Exercise description: Output each entry verbatim and exclude every picture from it.

(Stored entries)
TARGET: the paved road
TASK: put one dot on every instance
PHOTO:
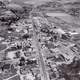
(43, 72)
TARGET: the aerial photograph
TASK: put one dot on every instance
(39, 39)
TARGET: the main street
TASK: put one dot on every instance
(43, 71)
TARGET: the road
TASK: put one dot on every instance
(43, 72)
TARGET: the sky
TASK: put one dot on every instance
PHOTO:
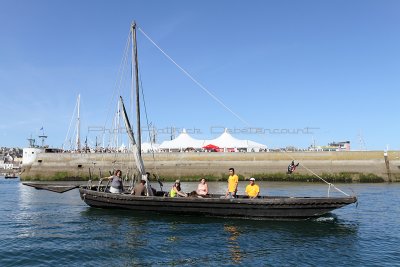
(289, 73)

Task solution:
TARGET: the paved road
TASK: put one dot on every instance
PHOTO:
(43, 72)
TARGET: the aerial photograph
TASK: put one dot on every instance
(39, 39)
TARGET: the main street
TASK: put one dot on every instance
(43, 71)
TARGET: the road
TASK: put one dot on every instance
(43, 72)
TARGET: the sky
TASK: put one dot on every instance
PHOTO:
(289, 73)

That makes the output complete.